EXTRACTED TEXT:
Start of Block

For health, choose dark chocolate—the darker, the better. And more is not necessarily better. Most experts recommend only small daily doses.
The Basics
Chocolate comes from the cacao bean, a seed in the fruit of a tree grown and revered by the ancient Mayans and Aztecs. After cacao beans are dried, fermented, and roasted, the nibs (pieces of peeled beans) are ground to produce a dark, pasty chocolate “liquor,” the basic ingredient for all processed chocolate products.
Chocolate liquor is approximately 55 percent cocoa butter, a mostly saturated fat that, because of its high stearic acid content, does not raise serum cholesterol levels. The “purest” processed chocolate is unsweetened chocolate, which consists of chocolate liquor that has been cooled and formed into bars.
Cocoa powder is made by feeding chocolate liquor through a press to remove most of its cocoa butter. Bittersweet and semisweet chocolates (the terms are used interchangeably) must contain at least 35 percent chocolate liquor, though most brands contain close to 50 percent, and a growing number of “high-percentage” chocolates contain 70 percent or more. The higher the chocolate percentage, the lower the sugar content. Sweet dark chocolate contains at least 15 percent chocolate liquor, and its sugar content is often more than 60 percent.

End of Block

AIM OF THE TASK:
According to the chocolate text, what share of chocolate liquor is cocoa butter? The records that come next are separate material and have no link to the chocolate text.

RECORDS SUPPLIED:
Start of Block

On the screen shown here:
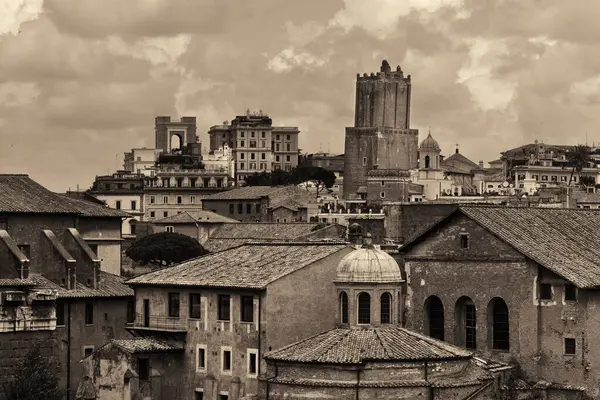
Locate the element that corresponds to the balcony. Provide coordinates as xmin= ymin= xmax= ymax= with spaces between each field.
xmin=129 ymin=314 xmax=187 ymax=333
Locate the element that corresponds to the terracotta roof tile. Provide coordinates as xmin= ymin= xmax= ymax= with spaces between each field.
xmin=265 ymin=327 xmax=472 ymax=364
xmin=203 ymin=222 xmax=330 ymax=253
xmin=30 ymin=271 xmax=134 ymax=298
xmin=400 ymin=205 xmax=600 ymax=288
xmin=153 ymin=210 xmax=238 ymax=225
xmin=127 ymin=243 xmax=348 ymax=289
xmin=0 ymin=174 xmax=79 ymax=214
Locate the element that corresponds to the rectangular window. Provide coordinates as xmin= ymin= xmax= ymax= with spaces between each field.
xmin=240 ymin=296 xmax=254 ymax=322
xmin=85 ymin=301 xmax=94 ymax=325
xmin=540 ymin=283 xmax=552 ymax=300
xmin=565 ymin=285 xmax=577 ymax=301
xmin=565 ymin=338 xmax=577 ymax=356
xmin=221 ymin=346 xmax=231 ymax=374
xmin=83 ymin=346 xmax=94 ymax=358
xmin=125 ymin=300 xmax=135 ymax=324
xmin=196 ymin=344 xmax=206 ymax=372
xmin=56 ymin=300 xmax=65 ymax=326
xmin=459 ymin=233 xmax=469 ymax=249
xmin=169 ymin=293 xmax=179 ymax=317
xmin=247 ymin=349 xmax=258 ymax=377
xmin=189 ymin=293 xmax=202 ymax=319
xmin=218 ymin=294 xmax=231 ymax=321
xmin=138 ymin=358 xmax=150 ymax=381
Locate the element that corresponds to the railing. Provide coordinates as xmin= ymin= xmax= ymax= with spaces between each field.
xmin=133 ymin=314 xmax=187 ymax=332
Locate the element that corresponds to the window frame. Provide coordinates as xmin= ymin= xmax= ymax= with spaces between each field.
xmin=220 ymin=346 xmax=233 ymax=375
xmin=196 ymin=344 xmax=208 ymax=372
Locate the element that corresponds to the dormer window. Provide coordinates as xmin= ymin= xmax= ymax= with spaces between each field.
xmin=459 ymin=233 xmax=469 ymax=249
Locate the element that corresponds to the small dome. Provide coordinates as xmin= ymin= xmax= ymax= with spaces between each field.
xmin=335 ymin=233 xmax=403 ymax=283
xmin=419 ymin=132 xmax=441 ymax=151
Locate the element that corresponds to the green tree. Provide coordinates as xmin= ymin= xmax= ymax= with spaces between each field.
xmin=567 ymin=144 xmax=593 ymax=186
xmin=125 ymin=232 xmax=209 ymax=267
xmin=3 ymin=343 xmax=64 ymax=400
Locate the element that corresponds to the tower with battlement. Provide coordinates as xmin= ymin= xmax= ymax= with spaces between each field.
xmin=344 ymin=60 xmax=419 ymax=199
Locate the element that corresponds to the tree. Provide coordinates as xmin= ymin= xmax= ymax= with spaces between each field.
xmin=125 ymin=232 xmax=208 ymax=267
xmin=292 ymin=167 xmax=336 ymax=197
xmin=4 ymin=343 xmax=64 ymax=400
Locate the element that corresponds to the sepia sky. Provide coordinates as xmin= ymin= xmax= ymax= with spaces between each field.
xmin=0 ymin=0 xmax=600 ymax=191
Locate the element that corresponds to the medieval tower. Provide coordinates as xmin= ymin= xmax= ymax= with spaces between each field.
xmin=344 ymin=60 xmax=419 ymax=199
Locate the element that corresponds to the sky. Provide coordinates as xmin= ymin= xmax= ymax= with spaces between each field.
xmin=0 ymin=0 xmax=600 ymax=191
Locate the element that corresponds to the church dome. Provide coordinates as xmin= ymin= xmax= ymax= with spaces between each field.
xmin=419 ymin=132 xmax=441 ymax=151
xmin=335 ymin=233 xmax=403 ymax=283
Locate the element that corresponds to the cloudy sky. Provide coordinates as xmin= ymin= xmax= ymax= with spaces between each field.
xmin=0 ymin=0 xmax=600 ymax=190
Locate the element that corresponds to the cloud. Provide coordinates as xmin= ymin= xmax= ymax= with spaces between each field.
xmin=0 ymin=0 xmax=600 ymax=190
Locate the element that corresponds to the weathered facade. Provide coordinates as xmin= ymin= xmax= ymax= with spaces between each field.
xmin=260 ymin=235 xmax=512 ymax=400
xmin=202 ymin=185 xmax=314 ymax=222
xmin=401 ymin=206 xmax=600 ymax=399
xmin=0 ymin=175 xmax=133 ymax=399
xmin=344 ymin=60 xmax=419 ymax=198
xmin=85 ymin=242 xmax=352 ymax=400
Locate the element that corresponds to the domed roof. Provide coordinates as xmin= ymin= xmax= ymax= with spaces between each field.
xmin=419 ymin=132 xmax=441 ymax=151
xmin=335 ymin=233 xmax=403 ymax=283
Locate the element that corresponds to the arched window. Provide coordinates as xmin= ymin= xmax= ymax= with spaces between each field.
xmin=455 ymin=297 xmax=477 ymax=349
xmin=423 ymin=296 xmax=445 ymax=340
xmin=358 ymin=292 xmax=371 ymax=324
xmin=379 ymin=292 xmax=392 ymax=324
xmin=488 ymin=297 xmax=510 ymax=350
xmin=340 ymin=292 xmax=348 ymax=324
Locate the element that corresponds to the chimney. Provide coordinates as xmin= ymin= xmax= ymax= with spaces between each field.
xmin=348 ymin=222 xmax=362 ymax=247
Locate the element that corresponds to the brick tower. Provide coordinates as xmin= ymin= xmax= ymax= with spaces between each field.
xmin=344 ymin=60 xmax=419 ymax=199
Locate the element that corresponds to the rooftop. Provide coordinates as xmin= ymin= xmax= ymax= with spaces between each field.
xmin=400 ymin=205 xmax=600 ymax=289
xmin=127 ymin=242 xmax=348 ymax=289
xmin=203 ymin=222 xmax=330 ymax=252
xmin=27 ymin=271 xmax=134 ymax=298
xmin=153 ymin=210 xmax=238 ymax=225
xmin=265 ymin=327 xmax=472 ymax=364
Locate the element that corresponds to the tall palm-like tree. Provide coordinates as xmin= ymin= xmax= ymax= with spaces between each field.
xmin=567 ymin=144 xmax=594 ymax=186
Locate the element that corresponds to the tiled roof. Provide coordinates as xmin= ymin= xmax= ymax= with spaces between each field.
xmin=202 ymin=222 xmax=330 ymax=253
xmin=0 ymin=174 xmax=79 ymax=214
xmin=56 ymin=193 xmax=130 ymax=218
xmin=103 ymin=337 xmax=185 ymax=354
xmin=127 ymin=243 xmax=348 ymax=289
xmin=401 ymin=206 xmax=600 ymax=288
xmin=265 ymin=327 xmax=472 ymax=364
xmin=30 ymin=271 xmax=134 ymax=299
xmin=203 ymin=186 xmax=285 ymax=200
xmin=573 ymin=192 xmax=600 ymax=204
xmin=153 ymin=210 xmax=238 ymax=225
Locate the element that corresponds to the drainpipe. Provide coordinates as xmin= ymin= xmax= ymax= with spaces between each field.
xmin=67 ymin=300 xmax=71 ymax=400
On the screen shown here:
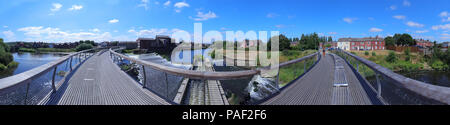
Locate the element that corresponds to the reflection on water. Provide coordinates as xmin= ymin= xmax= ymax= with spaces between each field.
xmin=0 ymin=53 xmax=79 ymax=105
xmin=0 ymin=53 xmax=64 ymax=78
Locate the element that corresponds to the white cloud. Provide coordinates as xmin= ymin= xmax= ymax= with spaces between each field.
xmin=392 ymin=15 xmax=406 ymax=20
xmin=50 ymin=3 xmax=62 ymax=12
xmin=439 ymin=11 xmax=450 ymax=22
xmin=128 ymin=28 xmax=180 ymax=38
xmin=275 ymin=24 xmax=286 ymax=28
xmin=174 ymin=2 xmax=189 ymax=8
xmin=406 ymin=21 xmax=425 ymax=28
xmin=138 ymin=0 xmax=148 ymax=10
xmin=442 ymin=17 xmax=450 ymax=22
xmin=431 ymin=24 xmax=450 ymax=30
xmin=3 ymin=30 xmax=15 ymax=41
xmin=69 ymin=5 xmax=83 ymax=11
xmin=266 ymin=13 xmax=278 ymax=18
xmin=190 ymin=11 xmax=218 ymax=21
xmin=328 ymin=32 xmax=337 ymax=35
xmin=440 ymin=33 xmax=450 ymax=40
xmin=403 ymin=0 xmax=411 ymax=7
xmin=369 ymin=27 xmax=383 ymax=32
xmin=108 ymin=19 xmax=119 ymax=23
xmin=91 ymin=28 xmax=100 ymax=32
xmin=416 ymin=30 xmax=429 ymax=33
xmin=389 ymin=5 xmax=397 ymax=10
xmin=439 ymin=11 xmax=449 ymax=17
xmin=342 ymin=17 xmax=358 ymax=24
xmin=164 ymin=0 xmax=172 ymax=6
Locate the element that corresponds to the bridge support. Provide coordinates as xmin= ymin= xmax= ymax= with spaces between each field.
xmin=164 ymin=72 xmax=169 ymax=98
xmin=52 ymin=66 xmax=58 ymax=93
xmin=23 ymin=82 xmax=31 ymax=105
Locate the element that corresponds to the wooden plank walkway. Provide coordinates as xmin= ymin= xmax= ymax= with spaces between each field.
xmin=190 ymin=60 xmax=229 ymax=105
xmin=262 ymin=54 xmax=382 ymax=105
xmin=40 ymin=52 xmax=170 ymax=105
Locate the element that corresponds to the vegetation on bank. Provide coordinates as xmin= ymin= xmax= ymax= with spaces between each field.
xmin=0 ymin=38 xmax=19 ymax=72
xmin=278 ymin=50 xmax=317 ymax=87
xmin=75 ymin=43 xmax=94 ymax=52
xmin=352 ymin=49 xmax=450 ymax=72
xmin=18 ymin=48 xmax=75 ymax=53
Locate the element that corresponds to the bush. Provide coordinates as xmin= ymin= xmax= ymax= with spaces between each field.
xmin=386 ymin=51 xmax=397 ymax=63
xmin=8 ymin=61 xmax=19 ymax=69
xmin=76 ymin=43 xmax=94 ymax=51
xmin=431 ymin=60 xmax=449 ymax=70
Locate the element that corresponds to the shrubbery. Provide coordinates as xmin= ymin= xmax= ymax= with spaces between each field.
xmin=386 ymin=51 xmax=397 ymax=63
xmin=76 ymin=43 xmax=94 ymax=51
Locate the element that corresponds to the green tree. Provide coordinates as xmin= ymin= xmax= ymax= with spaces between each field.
xmin=384 ymin=36 xmax=395 ymax=46
xmin=76 ymin=43 xmax=94 ymax=51
xmin=386 ymin=51 xmax=397 ymax=63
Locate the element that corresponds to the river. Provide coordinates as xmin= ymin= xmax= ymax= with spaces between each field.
xmin=0 ymin=53 xmax=64 ymax=78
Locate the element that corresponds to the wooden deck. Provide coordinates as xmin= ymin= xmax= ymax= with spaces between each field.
xmin=262 ymin=54 xmax=378 ymax=105
xmin=40 ymin=52 xmax=170 ymax=105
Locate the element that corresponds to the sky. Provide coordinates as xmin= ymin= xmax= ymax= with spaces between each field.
xmin=0 ymin=0 xmax=450 ymax=42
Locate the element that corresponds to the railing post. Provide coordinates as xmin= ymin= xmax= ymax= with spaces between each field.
xmin=303 ymin=60 xmax=306 ymax=73
xmin=164 ymin=72 xmax=169 ymax=99
xmin=52 ymin=66 xmax=58 ymax=93
xmin=142 ymin=65 xmax=147 ymax=88
xmin=376 ymin=73 xmax=381 ymax=98
xmin=23 ymin=82 xmax=31 ymax=105
xmin=70 ymin=56 xmax=73 ymax=72
xmin=356 ymin=62 xmax=359 ymax=72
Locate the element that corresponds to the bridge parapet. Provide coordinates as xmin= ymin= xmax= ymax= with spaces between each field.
xmin=110 ymin=49 xmax=318 ymax=104
xmin=0 ymin=48 xmax=99 ymax=105
xmin=334 ymin=50 xmax=450 ymax=105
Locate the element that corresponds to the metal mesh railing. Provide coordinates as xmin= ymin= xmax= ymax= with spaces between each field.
xmin=110 ymin=49 xmax=319 ymax=105
xmin=333 ymin=50 xmax=450 ymax=105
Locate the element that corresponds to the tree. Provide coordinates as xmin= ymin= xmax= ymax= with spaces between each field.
xmin=384 ymin=36 xmax=395 ymax=46
xmin=386 ymin=51 xmax=397 ymax=63
xmin=76 ymin=43 xmax=94 ymax=51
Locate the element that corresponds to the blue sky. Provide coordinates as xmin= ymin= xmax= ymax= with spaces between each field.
xmin=0 ymin=0 xmax=450 ymax=42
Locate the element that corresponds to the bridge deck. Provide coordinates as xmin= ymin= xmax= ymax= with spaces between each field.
xmin=263 ymin=54 xmax=378 ymax=105
xmin=40 ymin=52 xmax=170 ymax=105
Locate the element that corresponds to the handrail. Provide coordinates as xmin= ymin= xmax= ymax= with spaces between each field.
xmin=109 ymin=49 xmax=317 ymax=80
xmin=339 ymin=50 xmax=450 ymax=104
xmin=0 ymin=49 xmax=96 ymax=90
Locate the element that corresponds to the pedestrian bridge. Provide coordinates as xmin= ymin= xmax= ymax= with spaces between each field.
xmin=0 ymin=49 xmax=450 ymax=105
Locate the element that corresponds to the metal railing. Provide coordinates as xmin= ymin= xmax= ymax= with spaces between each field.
xmin=0 ymin=49 xmax=97 ymax=105
xmin=334 ymin=49 xmax=450 ymax=105
xmin=110 ymin=49 xmax=319 ymax=104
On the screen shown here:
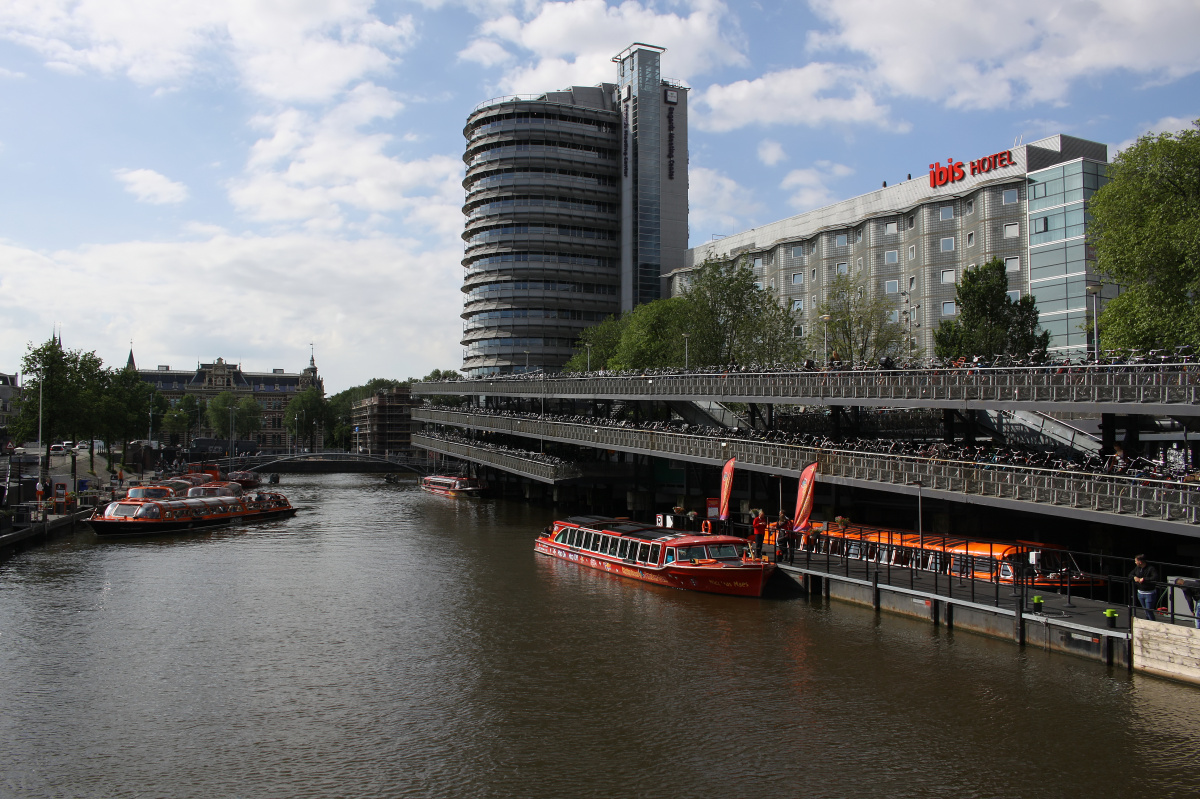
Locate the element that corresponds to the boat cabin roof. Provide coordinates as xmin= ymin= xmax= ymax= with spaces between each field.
xmin=557 ymin=516 xmax=745 ymax=546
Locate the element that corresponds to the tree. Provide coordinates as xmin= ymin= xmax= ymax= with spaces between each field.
xmin=808 ymin=275 xmax=904 ymax=364
xmin=283 ymin=386 xmax=329 ymax=450
xmin=563 ymin=316 xmax=628 ymax=372
xmin=1087 ymin=120 xmax=1200 ymax=349
xmin=934 ymin=258 xmax=1050 ymax=360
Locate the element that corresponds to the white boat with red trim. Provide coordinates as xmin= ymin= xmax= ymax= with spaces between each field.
xmin=534 ymin=516 xmax=775 ymax=596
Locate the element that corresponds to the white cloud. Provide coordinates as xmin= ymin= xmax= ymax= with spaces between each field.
xmin=809 ymin=0 xmax=1200 ymax=108
xmin=695 ymin=62 xmax=910 ymax=133
xmin=229 ymin=84 xmax=463 ymax=239
xmin=779 ymin=161 xmax=854 ymax=211
xmin=0 ymin=234 xmax=462 ymax=391
xmin=0 ymin=0 xmax=415 ymax=102
xmin=688 ymin=167 xmax=766 ymax=233
xmin=460 ymin=0 xmax=748 ymax=94
xmin=758 ymin=139 xmax=787 ymax=167
xmin=1109 ymin=114 xmax=1200 ymax=152
xmin=113 ymin=169 xmax=187 ymax=205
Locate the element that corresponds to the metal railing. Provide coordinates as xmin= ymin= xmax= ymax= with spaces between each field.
xmin=413 ymin=364 xmax=1200 ymax=415
xmin=413 ymin=408 xmax=1200 ymax=524
xmin=413 ymin=433 xmax=583 ymax=482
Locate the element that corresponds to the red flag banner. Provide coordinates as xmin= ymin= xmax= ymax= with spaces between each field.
xmin=792 ymin=463 xmax=817 ymax=533
xmin=720 ymin=458 xmax=737 ymax=522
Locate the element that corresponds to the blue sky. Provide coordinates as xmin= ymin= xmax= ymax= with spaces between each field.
xmin=0 ymin=0 xmax=1200 ymax=391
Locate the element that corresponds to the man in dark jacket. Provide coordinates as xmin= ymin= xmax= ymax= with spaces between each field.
xmin=1129 ymin=555 xmax=1158 ymax=621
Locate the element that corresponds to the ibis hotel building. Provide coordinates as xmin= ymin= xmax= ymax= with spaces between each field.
xmin=670 ymin=136 xmax=1117 ymax=354
xmin=462 ymin=43 xmax=688 ymax=376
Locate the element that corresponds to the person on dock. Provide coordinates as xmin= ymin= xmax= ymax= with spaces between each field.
xmin=1129 ymin=554 xmax=1158 ymax=621
xmin=750 ymin=510 xmax=767 ymax=558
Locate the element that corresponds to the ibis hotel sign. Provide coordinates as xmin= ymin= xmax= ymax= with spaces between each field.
xmin=929 ymin=150 xmax=1016 ymax=188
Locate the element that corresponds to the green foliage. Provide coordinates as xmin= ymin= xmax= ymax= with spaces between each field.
xmin=563 ymin=316 xmax=628 ymax=372
xmin=1087 ymin=120 xmax=1200 ymax=349
xmin=564 ymin=257 xmax=799 ymax=372
xmin=808 ymin=275 xmax=905 ymax=364
xmin=934 ymin=258 xmax=1050 ymax=359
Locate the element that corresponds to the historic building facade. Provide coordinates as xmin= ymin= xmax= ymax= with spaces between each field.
xmin=135 ymin=350 xmax=325 ymax=452
xmin=462 ymin=44 xmax=688 ymax=374
xmin=670 ymin=134 xmax=1118 ymax=354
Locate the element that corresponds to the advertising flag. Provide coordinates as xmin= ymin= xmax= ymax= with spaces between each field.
xmin=792 ymin=463 xmax=817 ymax=533
xmin=721 ymin=458 xmax=737 ymax=522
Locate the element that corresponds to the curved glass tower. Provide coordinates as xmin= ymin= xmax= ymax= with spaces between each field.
xmin=462 ymin=84 xmax=622 ymax=376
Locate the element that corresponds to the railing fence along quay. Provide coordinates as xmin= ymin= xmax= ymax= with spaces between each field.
xmin=413 ymin=433 xmax=583 ymax=483
xmin=413 ymin=364 xmax=1200 ymax=415
xmin=413 ymin=408 xmax=1200 ymax=536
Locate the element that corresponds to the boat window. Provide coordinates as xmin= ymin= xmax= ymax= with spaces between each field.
xmin=708 ymin=543 xmax=739 ymax=560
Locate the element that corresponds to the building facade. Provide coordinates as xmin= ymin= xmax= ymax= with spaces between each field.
xmin=350 ymin=385 xmax=420 ymax=456
xmin=135 ymin=350 xmax=325 ymax=453
xmin=462 ymin=44 xmax=688 ymax=376
xmin=670 ymin=134 xmax=1118 ymax=354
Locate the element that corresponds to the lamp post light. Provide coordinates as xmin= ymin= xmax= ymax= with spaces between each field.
xmin=821 ymin=313 xmax=833 ymax=366
xmin=1084 ymin=283 xmax=1104 ymax=364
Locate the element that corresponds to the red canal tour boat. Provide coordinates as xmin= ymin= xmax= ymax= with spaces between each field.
xmin=534 ymin=516 xmax=775 ymax=596
xmin=421 ymin=476 xmax=484 ymax=497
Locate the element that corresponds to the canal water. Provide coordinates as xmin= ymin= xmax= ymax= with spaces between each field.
xmin=0 ymin=475 xmax=1200 ymax=799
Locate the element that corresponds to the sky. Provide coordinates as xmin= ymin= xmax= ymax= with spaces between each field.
xmin=0 ymin=0 xmax=1200 ymax=394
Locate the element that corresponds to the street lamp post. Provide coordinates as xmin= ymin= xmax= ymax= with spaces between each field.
xmin=821 ymin=313 xmax=833 ymax=366
xmin=1084 ymin=283 xmax=1104 ymax=364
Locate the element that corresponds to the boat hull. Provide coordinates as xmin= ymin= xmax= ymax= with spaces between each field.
xmin=86 ymin=507 xmax=296 ymax=537
xmin=534 ymin=539 xmax=775 ymax=596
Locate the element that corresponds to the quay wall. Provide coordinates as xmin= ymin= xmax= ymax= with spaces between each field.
xmin=1133 ymin=619 xmax=1200 ymax=685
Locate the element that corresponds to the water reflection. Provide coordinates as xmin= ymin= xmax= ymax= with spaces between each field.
xmin=0 ymin=475 xmax=1200 ymax=798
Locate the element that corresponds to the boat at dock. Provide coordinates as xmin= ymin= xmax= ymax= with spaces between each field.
xmin=86 ymin=483 xmax=296 ymax=536
xmin=421 ymin=475 xmax=484 ymax=497
xmin=534 ymin=516 xmax=775 ymax=596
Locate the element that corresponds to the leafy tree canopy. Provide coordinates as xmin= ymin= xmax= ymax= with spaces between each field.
xmin=1087 ymin=120 xmax=1200 ymax=349
xmin=934 ymin=258 xmax=1050 ymax=360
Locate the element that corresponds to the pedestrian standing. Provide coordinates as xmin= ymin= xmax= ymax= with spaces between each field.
xmin=750 ymin=510 xmax=767 ymax=558
xmin=1129 ymin=554 xmax=1158 ymax=621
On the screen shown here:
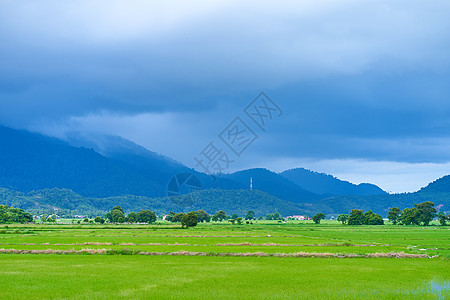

End of Block

SOLUTION TO THE EXERCISE:
Approximately 55 percent.